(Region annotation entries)
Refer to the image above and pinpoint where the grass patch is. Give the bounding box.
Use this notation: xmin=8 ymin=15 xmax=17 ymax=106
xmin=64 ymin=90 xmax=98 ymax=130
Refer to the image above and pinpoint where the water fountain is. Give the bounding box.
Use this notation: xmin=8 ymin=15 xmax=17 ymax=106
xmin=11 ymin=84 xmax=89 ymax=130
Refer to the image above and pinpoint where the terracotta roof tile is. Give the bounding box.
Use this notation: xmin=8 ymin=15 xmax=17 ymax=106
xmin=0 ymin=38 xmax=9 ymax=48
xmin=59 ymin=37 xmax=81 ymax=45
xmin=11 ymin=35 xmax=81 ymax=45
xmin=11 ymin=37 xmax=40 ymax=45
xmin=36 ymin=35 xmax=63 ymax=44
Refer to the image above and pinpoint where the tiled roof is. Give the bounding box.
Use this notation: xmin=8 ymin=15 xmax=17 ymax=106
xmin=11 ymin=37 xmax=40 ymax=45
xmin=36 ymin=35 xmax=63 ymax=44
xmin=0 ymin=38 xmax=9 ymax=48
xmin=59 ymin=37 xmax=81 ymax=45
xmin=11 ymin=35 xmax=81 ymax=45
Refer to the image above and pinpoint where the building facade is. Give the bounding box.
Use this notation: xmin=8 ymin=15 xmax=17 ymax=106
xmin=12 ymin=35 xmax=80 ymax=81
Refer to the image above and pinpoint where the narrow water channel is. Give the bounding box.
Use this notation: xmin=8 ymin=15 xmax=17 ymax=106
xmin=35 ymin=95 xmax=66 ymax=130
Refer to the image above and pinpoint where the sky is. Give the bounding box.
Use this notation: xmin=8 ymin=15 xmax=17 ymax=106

§ **EXERCISE**
Copy out the lines from the one containing "Refer to the image above and pinpoint where the tiled" through the one containing "xmin=12 ymin=35 xmax=80 ymax=81", with "building facade" replaced by "front wall" and nothing else altered.

§ **SOLUTION FOR THIS PROBLEM**
Refer to the image above and pinpoint where the tiled roof is. Give the bounding box.
Use this notation: xmin=8 ymin=15 xmax=17 ymax=106
xmin=11 ymin=37 xmax=40 ymax=45
xmin=36 ymin=35 xmax=63 ymax=44
xmin=0 ymin=38 xmax=9 ymax=48
xmin=59 ymin=37 xmax=81 ymax=45
xmin=11 ymin=35 xmax=81 ymax=45
Refer to the image above and pinpoint where the front wall is. Give the bounding box.
Use this notation: xmin=8 ymin=15 xmax=17 ymax=106
xmin=12 ymin=35 xmax=80 ymax=81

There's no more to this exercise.